* BEGIN Document extract *

Jump to content
Twisties

Air Travel Safety and the 737 Max 8?

Recommended Posts

Joe Frickin' Friday

With the recent revelation of internal emails between Boeing employees claiming they'd never put their families on a 737-MAX, it seems Boeing just can't catch a break these days.   

 

Maybe they can catch a laugh?  Here's a fresh gem from the brilliant minds at The Onion:

 

Boeing Scrambling After New CEO Catches Fire During First Press Conference

 

:3:

Share this post


Link to post
Paul De
48 minutes ago, John Ranalletta said:

The fun doesn't stop there.  "30 Year Boeing Quality Manager Says "Fly Something Else", Refuses To Fly On 787 Dreamliner"  

 

https://www.zerohedge.com/technology/30-year-boeing-quality-manager-says-fly-something-else-refuses-fly-787-dreamliner

The 737-Max issue seemed to be abdication of certification by the FAA to Boeing who has a conflict of interest in the cerification process. Sort of a benign negligence on both parties part.   What this article implies is a high level considered decision to defeat safety procedures and processes in the name of the almighty dollar.  Wow, I'm a little gobsmacked!   Might be making the conscious decision to fly exclusively Airbus planes in the future and that is sad.  I always thought the Boeing planes gave a smoother ride VS the analogous Airbus product, but that isn't worth an unsafe plane.

Share this post


Link to post
John Ranalletta
1 hour ago, Paul De said:

The 737-Max issue seemed to be abdication of certification by the FAA to Boeing who has a conflict of interest in the cerification process. Sort of a benign negligence on both parties part.   What this article implies is a high level considered decision to defeat safety procedures and processes in the name of the almighty dollar.  Wow, I'm a little gobsmacked!   Might be making the conscious decision to fly exclusively Airbus planes in the future and that is sad.  I always thought the Boeing planes gave a smoother ride VS the analogous Airbus product, but that isn't worth an unsafe plane.

* END Document extract *
* BEGIN Data provided *

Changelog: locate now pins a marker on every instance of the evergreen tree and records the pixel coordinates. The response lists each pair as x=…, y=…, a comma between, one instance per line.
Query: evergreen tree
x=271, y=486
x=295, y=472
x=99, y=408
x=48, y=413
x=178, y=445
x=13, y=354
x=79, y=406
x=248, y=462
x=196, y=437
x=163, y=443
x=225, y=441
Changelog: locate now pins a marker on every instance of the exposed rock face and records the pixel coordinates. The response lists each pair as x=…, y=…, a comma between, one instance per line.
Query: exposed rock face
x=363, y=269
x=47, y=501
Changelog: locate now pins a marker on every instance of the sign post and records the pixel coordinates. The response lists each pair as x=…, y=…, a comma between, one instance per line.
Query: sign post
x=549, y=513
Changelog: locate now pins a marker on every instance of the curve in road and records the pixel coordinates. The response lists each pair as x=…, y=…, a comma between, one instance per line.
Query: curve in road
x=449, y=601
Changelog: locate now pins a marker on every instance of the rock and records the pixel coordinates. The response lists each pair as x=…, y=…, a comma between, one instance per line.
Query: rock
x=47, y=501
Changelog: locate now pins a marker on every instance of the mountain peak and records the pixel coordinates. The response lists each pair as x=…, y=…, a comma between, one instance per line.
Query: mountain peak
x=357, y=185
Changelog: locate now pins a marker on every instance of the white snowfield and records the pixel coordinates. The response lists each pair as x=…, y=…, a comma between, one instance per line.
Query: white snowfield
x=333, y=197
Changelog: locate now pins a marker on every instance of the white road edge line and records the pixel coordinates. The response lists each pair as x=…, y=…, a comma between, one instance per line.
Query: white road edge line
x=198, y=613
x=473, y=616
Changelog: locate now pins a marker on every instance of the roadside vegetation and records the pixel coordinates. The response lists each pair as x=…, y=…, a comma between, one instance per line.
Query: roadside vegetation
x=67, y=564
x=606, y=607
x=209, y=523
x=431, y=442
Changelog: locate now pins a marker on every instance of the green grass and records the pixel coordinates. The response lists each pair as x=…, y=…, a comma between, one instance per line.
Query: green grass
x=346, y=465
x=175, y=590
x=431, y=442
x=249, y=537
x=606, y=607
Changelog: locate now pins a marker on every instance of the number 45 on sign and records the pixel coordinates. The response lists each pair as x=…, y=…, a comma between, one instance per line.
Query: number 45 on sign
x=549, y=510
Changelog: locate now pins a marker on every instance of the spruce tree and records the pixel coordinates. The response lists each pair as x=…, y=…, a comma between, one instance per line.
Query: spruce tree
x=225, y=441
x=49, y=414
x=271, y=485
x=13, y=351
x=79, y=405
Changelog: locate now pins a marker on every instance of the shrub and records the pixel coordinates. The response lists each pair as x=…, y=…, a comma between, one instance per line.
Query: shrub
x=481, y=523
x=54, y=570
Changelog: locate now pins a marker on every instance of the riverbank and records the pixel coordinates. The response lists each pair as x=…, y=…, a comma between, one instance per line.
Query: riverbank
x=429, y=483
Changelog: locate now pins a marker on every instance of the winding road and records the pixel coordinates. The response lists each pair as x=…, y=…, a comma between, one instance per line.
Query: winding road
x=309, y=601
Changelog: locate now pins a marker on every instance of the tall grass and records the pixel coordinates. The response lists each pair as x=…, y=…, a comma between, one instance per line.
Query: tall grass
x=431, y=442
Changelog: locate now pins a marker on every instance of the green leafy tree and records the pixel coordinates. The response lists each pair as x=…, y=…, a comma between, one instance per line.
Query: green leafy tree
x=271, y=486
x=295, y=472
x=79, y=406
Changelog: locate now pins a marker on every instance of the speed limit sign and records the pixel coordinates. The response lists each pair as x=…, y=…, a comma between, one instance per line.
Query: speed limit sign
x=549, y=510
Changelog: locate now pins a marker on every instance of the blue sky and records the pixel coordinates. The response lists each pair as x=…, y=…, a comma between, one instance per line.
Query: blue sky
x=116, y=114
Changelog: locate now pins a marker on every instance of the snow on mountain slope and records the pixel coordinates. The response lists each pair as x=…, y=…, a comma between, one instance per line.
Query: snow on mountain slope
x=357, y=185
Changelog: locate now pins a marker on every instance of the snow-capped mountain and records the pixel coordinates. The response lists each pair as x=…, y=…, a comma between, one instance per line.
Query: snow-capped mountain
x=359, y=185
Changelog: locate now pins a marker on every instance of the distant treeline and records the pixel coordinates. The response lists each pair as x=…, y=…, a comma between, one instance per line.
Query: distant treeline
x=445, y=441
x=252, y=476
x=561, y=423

* END Data provided *

▶ **Exercise tasks**
**1.** Which forum members are named in the forum thread?
**2.** According to the forum thread, which publication ran the headline about Boeing's new CEO catching fire?
**3.** Duplicate the forum thread from "Jump to content" up to and including "break these days.".
This data stands apart from the forum thread.

▶ **Responses by task**
**1.** Joe Frickin' Friday, Paul De, John Ranalletta

**2.** The Onion

**3.**
Jump to content
Twisties

Air Travel Safety and the 737 Max 8?

Recommended Posts

Joe Frickin' Friday

With the recent revelation of internal emails between Boeing employees claiming they'd never put their families on a 737-MAX, it seems Boeing just can't catch a break these days.